▸ **Task description**:
The listing below should be reproduced exactly, with the pictures omitted.

[Opening Material provided section]

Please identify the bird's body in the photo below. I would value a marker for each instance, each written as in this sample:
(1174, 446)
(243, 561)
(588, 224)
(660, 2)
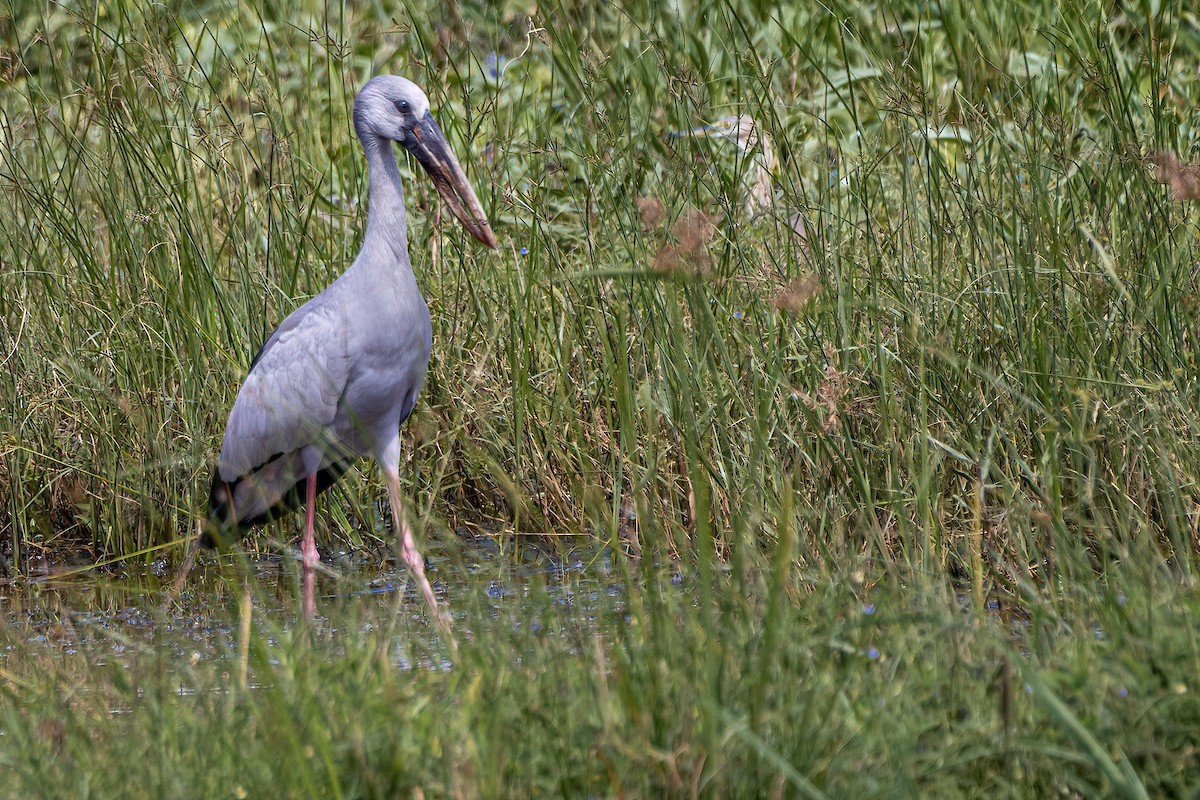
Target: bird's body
(342, 372)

[Closing Material provided section]

▸ **Completed task**:
Please identify the bird's body in the photo below. I would value a marker for each instance, each written as in this sample:
(1174, 446)
(243, 561)
(588, 224)
(660, 2)
Target: bird's body
(342, 372)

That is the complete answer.